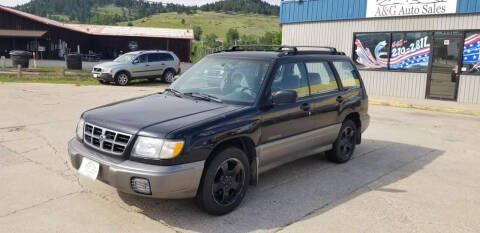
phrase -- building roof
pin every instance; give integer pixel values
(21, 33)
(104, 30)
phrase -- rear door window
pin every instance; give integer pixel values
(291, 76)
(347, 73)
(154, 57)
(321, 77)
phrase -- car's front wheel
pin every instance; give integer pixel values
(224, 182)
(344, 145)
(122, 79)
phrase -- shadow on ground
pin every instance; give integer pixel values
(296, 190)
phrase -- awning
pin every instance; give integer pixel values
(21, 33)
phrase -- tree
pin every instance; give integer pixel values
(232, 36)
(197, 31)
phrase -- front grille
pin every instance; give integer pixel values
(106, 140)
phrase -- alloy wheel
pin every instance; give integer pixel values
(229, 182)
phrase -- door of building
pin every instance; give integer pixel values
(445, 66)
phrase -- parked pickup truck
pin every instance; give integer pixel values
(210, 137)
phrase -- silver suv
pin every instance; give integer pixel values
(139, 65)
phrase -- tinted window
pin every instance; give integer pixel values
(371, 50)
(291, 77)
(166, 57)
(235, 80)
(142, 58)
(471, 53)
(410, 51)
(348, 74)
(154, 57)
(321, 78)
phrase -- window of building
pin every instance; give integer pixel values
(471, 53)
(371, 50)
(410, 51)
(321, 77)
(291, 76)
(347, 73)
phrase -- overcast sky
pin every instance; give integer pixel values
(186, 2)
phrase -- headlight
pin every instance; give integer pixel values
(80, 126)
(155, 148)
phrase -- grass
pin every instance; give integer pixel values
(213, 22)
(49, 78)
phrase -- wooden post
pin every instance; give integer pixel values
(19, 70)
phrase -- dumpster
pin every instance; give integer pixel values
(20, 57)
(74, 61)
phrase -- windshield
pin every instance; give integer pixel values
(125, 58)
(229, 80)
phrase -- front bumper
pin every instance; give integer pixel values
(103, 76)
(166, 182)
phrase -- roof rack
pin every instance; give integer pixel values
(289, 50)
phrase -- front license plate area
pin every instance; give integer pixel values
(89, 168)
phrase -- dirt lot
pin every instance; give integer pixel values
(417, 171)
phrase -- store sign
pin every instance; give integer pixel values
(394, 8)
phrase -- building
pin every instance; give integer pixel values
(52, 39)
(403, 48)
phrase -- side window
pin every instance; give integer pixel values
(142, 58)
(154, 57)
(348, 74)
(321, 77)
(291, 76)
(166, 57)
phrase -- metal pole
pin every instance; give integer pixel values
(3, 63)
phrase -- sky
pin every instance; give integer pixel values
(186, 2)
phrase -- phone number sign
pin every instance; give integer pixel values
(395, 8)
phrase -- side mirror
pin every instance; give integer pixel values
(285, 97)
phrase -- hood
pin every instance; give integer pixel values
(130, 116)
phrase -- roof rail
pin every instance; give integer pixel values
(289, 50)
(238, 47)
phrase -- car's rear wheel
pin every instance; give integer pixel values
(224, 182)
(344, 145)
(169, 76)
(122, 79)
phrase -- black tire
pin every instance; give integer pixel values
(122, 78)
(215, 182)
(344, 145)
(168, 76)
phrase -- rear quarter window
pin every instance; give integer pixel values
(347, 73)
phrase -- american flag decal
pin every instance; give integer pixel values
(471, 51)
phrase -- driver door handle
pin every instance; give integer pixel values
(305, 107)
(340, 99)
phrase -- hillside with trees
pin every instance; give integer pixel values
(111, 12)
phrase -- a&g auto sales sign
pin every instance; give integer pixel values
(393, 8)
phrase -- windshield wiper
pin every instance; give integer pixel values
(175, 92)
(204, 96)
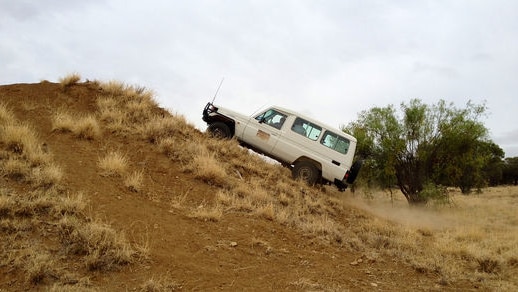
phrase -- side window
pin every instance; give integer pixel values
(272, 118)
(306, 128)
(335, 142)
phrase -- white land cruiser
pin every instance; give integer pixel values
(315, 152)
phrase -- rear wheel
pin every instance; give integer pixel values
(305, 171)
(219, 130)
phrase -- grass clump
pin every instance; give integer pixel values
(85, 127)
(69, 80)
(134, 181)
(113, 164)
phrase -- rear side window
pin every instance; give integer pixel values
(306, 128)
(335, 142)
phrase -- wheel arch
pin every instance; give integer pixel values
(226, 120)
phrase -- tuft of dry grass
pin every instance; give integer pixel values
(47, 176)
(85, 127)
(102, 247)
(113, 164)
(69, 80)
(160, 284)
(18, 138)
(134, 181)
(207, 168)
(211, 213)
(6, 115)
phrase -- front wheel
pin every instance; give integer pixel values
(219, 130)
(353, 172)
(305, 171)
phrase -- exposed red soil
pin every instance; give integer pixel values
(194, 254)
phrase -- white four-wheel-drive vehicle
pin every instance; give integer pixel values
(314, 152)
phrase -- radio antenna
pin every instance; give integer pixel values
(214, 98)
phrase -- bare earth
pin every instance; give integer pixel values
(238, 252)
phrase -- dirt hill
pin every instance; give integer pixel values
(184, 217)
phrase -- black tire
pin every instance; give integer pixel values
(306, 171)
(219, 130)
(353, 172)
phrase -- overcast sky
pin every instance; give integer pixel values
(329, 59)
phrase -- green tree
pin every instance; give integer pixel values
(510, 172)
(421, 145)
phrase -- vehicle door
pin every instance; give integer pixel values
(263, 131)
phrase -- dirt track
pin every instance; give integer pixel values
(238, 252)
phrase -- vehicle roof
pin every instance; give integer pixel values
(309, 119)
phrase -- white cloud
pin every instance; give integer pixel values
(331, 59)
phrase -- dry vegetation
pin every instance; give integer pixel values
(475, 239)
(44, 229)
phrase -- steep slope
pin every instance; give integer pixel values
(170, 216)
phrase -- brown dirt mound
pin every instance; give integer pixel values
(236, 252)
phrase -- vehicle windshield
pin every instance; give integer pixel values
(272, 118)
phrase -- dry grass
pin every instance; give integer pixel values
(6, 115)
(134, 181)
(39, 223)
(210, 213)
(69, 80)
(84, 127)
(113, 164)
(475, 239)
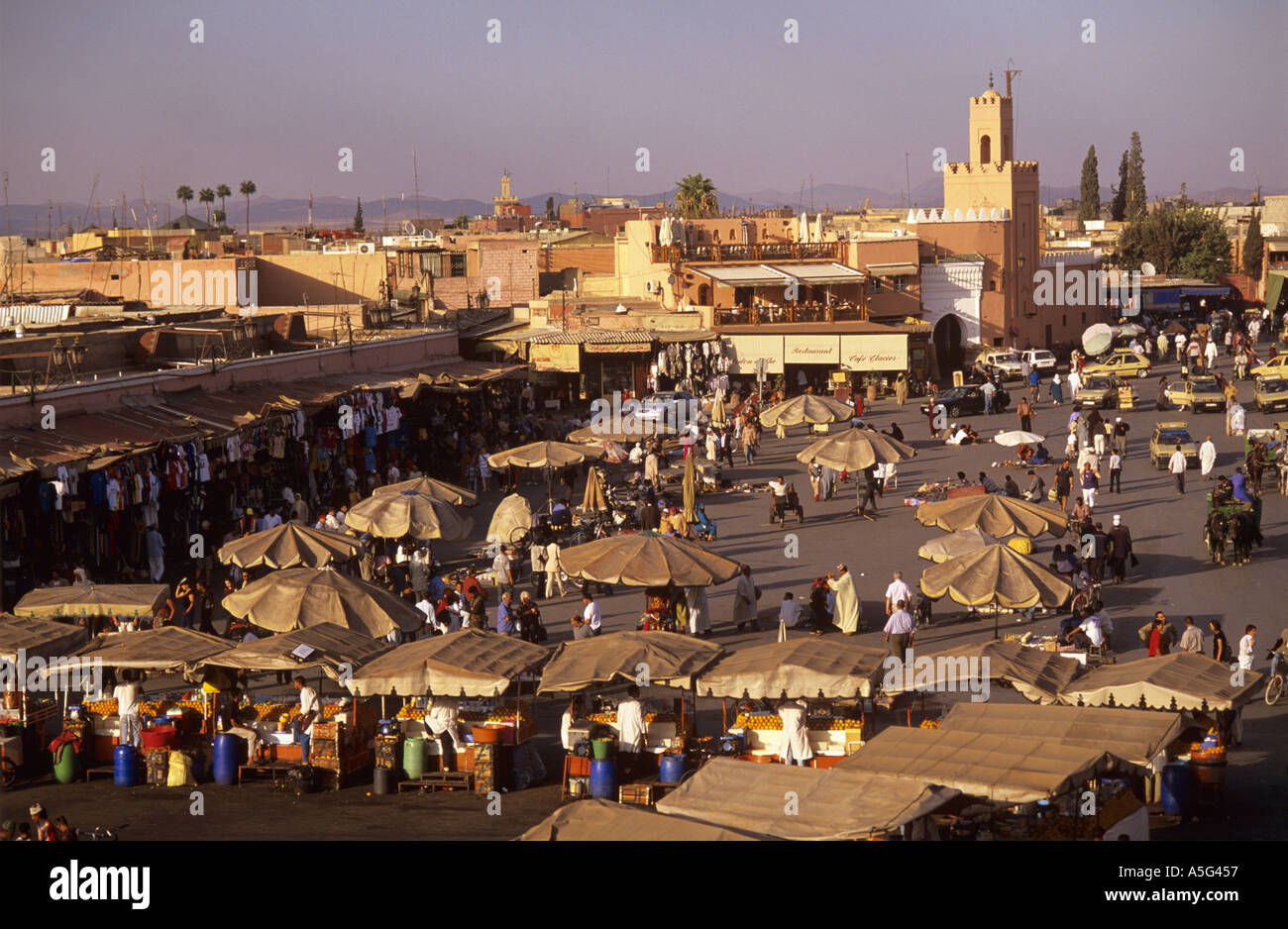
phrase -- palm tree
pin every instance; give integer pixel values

■ ■ ■ ■ ■

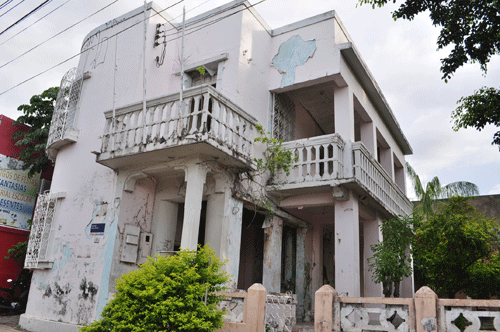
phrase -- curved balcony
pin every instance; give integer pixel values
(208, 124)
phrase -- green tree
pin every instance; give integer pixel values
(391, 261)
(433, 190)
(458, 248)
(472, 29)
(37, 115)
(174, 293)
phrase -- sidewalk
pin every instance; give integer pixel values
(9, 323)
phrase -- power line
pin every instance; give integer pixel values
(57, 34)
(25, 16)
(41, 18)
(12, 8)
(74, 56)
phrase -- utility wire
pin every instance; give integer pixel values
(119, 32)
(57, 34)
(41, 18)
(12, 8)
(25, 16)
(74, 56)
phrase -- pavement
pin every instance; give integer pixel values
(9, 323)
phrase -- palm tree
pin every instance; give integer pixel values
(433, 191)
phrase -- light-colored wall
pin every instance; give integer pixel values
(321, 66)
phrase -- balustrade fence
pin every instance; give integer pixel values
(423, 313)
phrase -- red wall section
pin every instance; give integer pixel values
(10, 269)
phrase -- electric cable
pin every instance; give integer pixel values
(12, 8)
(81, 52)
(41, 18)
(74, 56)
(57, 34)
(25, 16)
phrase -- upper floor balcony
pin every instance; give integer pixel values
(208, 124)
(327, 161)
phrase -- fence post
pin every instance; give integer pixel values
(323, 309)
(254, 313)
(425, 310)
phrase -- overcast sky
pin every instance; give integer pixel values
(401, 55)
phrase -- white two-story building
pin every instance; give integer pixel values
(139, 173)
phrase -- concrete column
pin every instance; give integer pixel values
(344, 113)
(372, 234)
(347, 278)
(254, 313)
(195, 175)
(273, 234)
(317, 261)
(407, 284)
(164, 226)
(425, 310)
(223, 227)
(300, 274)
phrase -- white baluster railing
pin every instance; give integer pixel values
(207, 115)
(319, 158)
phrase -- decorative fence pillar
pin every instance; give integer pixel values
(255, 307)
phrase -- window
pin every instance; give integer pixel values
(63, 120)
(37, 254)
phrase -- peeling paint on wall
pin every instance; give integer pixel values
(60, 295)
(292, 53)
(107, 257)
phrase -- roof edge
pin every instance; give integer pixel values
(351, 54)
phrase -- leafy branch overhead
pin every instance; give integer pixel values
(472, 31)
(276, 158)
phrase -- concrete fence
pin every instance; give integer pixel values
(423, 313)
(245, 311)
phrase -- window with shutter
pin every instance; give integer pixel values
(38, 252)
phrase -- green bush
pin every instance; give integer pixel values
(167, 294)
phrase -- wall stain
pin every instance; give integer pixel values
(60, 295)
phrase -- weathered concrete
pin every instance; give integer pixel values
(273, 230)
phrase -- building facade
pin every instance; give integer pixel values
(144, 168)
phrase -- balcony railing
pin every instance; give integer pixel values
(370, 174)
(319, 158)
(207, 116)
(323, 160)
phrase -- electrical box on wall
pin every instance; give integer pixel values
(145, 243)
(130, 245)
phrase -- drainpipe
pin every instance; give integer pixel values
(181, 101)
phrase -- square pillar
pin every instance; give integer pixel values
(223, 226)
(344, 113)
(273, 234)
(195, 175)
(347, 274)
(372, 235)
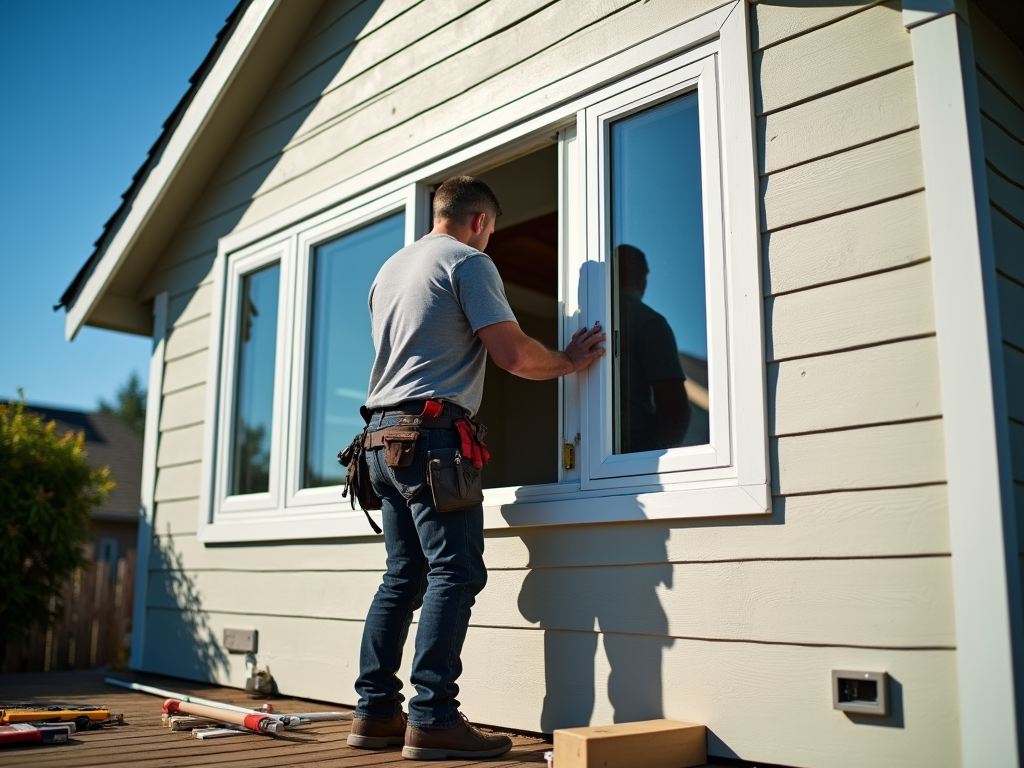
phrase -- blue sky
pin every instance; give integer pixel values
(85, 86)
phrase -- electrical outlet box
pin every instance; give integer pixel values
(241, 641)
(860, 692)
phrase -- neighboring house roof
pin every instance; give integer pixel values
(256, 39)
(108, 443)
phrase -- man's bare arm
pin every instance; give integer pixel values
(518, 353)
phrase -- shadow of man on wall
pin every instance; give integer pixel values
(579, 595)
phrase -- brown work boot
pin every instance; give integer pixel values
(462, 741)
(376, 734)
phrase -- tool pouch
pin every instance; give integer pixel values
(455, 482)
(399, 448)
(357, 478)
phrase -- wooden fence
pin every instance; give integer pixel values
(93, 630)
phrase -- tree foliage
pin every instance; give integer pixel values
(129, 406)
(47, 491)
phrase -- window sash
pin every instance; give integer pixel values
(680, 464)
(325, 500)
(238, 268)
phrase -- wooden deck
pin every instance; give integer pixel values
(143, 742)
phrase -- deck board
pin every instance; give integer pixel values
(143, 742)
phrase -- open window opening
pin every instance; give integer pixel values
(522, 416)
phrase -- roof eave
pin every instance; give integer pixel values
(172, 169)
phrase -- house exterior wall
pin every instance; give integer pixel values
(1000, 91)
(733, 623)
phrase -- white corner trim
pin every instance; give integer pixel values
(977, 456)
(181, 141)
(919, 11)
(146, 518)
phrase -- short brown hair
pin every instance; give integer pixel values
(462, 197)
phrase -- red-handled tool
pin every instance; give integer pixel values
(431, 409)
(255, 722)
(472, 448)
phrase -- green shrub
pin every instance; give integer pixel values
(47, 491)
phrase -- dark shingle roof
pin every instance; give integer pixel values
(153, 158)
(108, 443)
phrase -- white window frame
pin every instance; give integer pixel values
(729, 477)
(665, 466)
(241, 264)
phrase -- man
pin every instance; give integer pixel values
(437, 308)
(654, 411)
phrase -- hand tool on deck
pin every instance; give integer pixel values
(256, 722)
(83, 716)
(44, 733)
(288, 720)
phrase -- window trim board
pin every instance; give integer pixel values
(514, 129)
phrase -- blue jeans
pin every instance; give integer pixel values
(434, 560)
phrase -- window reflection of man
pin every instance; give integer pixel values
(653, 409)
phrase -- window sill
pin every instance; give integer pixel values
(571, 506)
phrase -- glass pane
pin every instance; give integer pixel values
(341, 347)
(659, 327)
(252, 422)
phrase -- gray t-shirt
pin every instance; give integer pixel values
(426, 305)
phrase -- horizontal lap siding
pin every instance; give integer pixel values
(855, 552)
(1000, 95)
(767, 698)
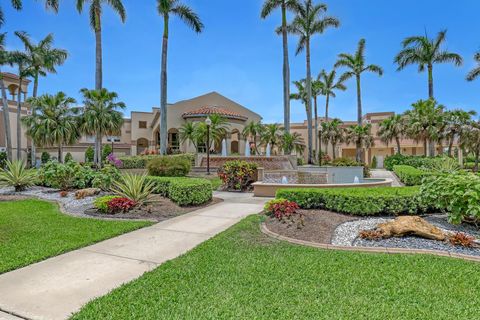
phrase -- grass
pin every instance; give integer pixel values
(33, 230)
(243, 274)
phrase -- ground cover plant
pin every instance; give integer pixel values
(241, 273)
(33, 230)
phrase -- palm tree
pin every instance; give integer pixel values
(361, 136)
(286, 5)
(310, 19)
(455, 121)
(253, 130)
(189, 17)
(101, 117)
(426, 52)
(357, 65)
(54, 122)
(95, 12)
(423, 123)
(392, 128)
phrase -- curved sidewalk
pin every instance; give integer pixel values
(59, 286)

■ ■ ■ ■ ■

Exercise instructions
How many lines of the data above contain the word "concrete"? Reply with the number only.

Answer
3